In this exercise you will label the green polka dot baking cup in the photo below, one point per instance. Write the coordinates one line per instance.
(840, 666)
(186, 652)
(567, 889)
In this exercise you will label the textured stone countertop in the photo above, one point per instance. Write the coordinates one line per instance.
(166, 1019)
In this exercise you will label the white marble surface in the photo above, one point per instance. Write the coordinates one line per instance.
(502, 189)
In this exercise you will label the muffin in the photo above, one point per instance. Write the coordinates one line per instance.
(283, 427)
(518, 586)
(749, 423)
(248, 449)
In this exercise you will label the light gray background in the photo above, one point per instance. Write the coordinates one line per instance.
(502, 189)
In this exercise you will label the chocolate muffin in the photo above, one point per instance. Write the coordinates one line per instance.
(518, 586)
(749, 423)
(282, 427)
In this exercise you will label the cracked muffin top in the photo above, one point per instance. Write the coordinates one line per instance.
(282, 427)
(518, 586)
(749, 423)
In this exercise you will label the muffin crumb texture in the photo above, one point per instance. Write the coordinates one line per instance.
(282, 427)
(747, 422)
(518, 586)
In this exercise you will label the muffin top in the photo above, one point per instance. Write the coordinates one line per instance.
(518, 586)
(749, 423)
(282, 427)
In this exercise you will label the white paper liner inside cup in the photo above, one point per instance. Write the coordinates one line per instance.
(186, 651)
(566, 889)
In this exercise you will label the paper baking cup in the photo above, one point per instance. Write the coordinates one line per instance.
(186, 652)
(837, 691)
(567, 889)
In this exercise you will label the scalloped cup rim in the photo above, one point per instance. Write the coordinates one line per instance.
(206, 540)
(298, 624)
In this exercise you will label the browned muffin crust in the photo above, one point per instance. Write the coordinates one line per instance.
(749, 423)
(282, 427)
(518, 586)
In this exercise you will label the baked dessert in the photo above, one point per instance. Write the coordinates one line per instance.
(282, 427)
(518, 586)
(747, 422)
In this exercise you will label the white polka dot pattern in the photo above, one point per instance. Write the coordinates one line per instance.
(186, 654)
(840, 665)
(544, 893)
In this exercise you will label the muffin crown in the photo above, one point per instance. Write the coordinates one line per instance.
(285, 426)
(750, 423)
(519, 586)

====

Directions for this task » Reproduce the listing above verbatim, starting at the line that contains "In this exercise you will label the muffin crumb" and continuing through the final line of the listing, with both ends included.

Task solution »
In this exercise you will label the muffin crumb texture in the photo above, one point per instance. Write the coordinates one line per instance.
(282, 427)
(747, 422)
(518, 586)
In this exercise you will label the muffin top in the photo above, one point per instance. Write the coordinates one line per instance.
(518, 586)
(749, 423)
(282, 427)
In this exercise you will label the white paper liner inside cup in the photo above, one point per instance. Write the coordinates one line per instance.
(186, 651)
(566, 889)
In this exercise you will label the paper baking cup in the photo above, one point per instance. Write the coordinates one line per instance.
(186, 652)
(837, 691)
(567, 889)
In this exercise you will label the scalloped cup rim in the photo above, one point per instance. Write the coordinates one line per instance.
(206, 540)
(298, 624)
In this exercise you will label the browned muffin crust in the photo above, one point per instance. Write the coordinates one line per instance.
(749, 423)
(282, 427)
(518, 586)
In this exercise you will label the baked dessert in the photo above, one point per instance. Write the coordinates one line per instance.
(282, 427)
(518, 586)
(747, 422)
In this exercise you will label the white polka dot pattern in the photo above, one point per instance. Write the coordinates one line per instance.
(186, 654)
(840, 665)
(544, 893)
In this exercise you will label the muffin crown in the photo above, one point per instance. Write the coordinates one line per instance.
(285, 426)
(750, 423)
(519, 586)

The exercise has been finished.